◆ **Input**:
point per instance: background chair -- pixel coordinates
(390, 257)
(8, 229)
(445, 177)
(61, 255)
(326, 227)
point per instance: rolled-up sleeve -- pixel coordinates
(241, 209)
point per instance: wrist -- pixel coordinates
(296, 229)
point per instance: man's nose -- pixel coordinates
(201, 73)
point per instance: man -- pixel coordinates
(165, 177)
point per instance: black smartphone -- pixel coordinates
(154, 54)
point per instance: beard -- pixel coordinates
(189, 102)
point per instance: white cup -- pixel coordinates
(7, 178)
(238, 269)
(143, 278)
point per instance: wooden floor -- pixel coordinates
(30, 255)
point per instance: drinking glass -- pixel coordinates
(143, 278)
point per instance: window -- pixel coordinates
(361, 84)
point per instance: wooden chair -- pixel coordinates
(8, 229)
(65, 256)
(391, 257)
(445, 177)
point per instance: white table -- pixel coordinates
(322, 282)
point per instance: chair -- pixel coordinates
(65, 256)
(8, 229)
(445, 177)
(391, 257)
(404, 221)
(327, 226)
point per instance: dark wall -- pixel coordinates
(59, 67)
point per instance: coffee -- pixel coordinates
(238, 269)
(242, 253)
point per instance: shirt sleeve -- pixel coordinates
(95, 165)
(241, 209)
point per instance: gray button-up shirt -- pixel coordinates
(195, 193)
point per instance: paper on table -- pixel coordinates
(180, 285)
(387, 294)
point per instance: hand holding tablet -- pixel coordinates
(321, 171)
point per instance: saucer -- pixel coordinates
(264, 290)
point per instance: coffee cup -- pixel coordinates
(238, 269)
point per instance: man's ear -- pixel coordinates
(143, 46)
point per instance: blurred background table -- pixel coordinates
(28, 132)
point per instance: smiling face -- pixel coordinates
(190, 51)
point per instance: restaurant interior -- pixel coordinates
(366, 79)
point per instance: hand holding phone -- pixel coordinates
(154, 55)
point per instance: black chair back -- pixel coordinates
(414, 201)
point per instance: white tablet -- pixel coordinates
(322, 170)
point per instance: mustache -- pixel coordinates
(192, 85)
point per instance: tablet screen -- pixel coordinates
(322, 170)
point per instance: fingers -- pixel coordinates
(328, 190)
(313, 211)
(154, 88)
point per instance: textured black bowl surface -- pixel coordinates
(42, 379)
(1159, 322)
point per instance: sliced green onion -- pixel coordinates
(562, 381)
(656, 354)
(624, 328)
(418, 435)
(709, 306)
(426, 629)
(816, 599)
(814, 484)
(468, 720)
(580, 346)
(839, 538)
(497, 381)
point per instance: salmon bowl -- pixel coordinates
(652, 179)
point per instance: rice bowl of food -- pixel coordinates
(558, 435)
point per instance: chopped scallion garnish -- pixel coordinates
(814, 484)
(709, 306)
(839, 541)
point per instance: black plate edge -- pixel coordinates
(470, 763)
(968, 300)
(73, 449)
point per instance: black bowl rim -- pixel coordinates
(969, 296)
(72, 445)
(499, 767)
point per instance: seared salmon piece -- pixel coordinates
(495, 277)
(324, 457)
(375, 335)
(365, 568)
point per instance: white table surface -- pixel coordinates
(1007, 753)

* * *

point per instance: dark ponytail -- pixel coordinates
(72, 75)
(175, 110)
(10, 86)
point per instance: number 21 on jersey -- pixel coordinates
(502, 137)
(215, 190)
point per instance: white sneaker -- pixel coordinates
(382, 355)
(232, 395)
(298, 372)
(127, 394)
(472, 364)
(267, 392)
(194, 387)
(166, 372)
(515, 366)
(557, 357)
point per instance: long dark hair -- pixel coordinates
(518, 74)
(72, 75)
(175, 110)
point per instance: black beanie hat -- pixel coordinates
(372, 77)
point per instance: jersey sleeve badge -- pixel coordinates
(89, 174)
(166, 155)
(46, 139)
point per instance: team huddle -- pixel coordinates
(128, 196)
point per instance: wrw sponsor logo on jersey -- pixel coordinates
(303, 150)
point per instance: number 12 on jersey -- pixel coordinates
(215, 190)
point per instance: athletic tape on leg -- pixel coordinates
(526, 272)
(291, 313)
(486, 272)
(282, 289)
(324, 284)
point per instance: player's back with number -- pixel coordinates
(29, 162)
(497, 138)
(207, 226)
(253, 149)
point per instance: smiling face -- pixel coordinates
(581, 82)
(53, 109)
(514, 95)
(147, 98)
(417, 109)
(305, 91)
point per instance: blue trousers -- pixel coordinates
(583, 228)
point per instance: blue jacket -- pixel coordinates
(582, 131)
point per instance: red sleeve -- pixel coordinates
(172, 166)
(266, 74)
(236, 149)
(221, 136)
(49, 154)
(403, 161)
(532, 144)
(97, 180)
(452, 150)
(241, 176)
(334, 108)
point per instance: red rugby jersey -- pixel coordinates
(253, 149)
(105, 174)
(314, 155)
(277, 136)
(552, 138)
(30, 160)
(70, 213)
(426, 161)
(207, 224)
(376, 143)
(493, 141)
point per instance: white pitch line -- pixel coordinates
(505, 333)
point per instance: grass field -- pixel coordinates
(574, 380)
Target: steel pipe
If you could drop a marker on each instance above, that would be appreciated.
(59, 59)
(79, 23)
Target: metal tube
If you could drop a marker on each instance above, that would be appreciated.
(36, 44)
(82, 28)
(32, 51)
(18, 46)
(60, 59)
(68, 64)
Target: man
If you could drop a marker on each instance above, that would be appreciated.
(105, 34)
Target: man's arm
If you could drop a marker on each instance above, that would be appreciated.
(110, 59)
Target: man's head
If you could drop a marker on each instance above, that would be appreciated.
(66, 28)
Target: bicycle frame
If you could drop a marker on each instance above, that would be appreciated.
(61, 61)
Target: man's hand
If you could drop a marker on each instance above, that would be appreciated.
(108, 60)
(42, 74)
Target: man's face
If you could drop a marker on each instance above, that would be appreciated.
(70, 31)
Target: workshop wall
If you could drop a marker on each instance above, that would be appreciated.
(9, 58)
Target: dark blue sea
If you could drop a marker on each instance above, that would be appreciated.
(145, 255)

◆ **Exercise**: From the records above, give the stretch from the line containing "point per instance: black bowl" through the line containing "(1007, 753)" as a JSON list of strings, one string per line. Include both end lines and leave out blank lines.

◆ **The output**:
[
  "point per instance: black bowl rim -- pixel coordinates",
  "(969, 296)",
  "(72, 445)",
  "(499, 767)",
  "point per instance: seared salmon piece -- pixel coordinates",
  "(495, 277)",
  "(324, 457)",
  "(375, 335)",
  "(365, 568)",
  "point per instance: white table surface -- pixel coordinates",
  "(1007, 753)"
]